TASK TO COMPLETE: Extract the complete data exactly as given.

Stored data:
>>>>>

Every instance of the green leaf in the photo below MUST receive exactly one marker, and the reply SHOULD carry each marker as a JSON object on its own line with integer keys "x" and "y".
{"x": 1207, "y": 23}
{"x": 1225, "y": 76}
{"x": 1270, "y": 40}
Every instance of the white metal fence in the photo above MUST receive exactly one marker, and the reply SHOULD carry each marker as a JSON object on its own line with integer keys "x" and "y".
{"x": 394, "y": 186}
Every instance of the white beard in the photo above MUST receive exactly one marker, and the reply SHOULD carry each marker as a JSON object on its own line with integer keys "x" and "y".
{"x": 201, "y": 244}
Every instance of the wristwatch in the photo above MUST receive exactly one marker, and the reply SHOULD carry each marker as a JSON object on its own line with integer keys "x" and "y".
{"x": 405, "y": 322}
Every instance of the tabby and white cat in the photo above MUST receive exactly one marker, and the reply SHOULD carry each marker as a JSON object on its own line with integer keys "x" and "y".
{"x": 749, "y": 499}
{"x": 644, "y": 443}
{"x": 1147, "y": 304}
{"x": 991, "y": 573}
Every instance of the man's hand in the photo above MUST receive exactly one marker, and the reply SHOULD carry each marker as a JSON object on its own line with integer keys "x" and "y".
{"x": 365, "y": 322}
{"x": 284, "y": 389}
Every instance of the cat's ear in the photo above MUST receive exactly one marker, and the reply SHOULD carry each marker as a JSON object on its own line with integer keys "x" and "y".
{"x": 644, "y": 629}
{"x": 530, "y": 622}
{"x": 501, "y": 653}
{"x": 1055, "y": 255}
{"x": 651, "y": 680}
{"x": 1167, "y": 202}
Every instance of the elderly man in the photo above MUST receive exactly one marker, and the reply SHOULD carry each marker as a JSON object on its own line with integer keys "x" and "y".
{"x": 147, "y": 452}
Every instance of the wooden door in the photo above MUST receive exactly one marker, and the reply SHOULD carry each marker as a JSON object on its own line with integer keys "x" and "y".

<<<<<

PROBLEM SOLUTION:
Every instance of the green leaf in the photo below MUST receive exactly one marker, and the reply SHOULD carry each marker as a JSON object on its own line with integer keys "x" and "y".
{"x": 1207, "y": 23}
{"x": 1225, "y": 76}
{"x": 1270, "y": 40}
Every instance of the white metal fence in the photo above MUST receive exactly one marker, and the reply SHOULD carry each marker as a JSON object on its own line with integer keys "x" and "y".
{"x": 394, "y": 186}
Every instance of the white beard in the photo above MUST receive exactly one marker, and the reply SHOULD carry each marker as a JSON object on its own line with integer keys "x" and "y".
{"x": 201, "y": 244}
Every instance of the wristwatch in the photo above MUST receive exactly one marker, and the reply SHOULD carry each marker as a JSON object on its own line with integer keys "x" and "y".
{"x": 405, "y": 322}
Every instance of the tabby and white cat in the photo above MUST receive exactly one marker, and the reply SHOULD carry each marker as a JSON object on its own line with integer keys "x" and "y".
{"x": 749, "y": 499}
{"x": 644, "y": 443}
{"x": 1147, "y": 304}
{"x": 991, "y": 573}
Every instance of the man's hand in the photo above MUST receive exactly one marker, and the reply SHOULD carry each marker as a JSON object on its own line with integer keys "x" and "y".
{"x": 365, "y": 322}
{"x": 284, "y": 389}
Every instance of the cat's ear in the photo above MUST receive exactly one marker, and the reply SHOULD carry each marker as a JSON object on its own line with integer keys "x" and "y".
{"x": 644, "y": 629}
{"x": 530, "y": 622}
{"x": 501, "y": 653}
{"x": 1055, "y": 255}
{"x": 651, "y": 680}
{"x": 1167, "y": 202}
Every instance of the elderly man in the photo above MUST receive exactly one marker, and the reply SHOULD carry each marker as a JSON object on its own line with integer keys "x" and "y".
{"x": 147, "y": 452}
Every instance of the wooden door in the photo above MUST receive exactly one marker, and the reply SHOULD carry each marker as a JSON object on its own line with integer keys "x" and "y".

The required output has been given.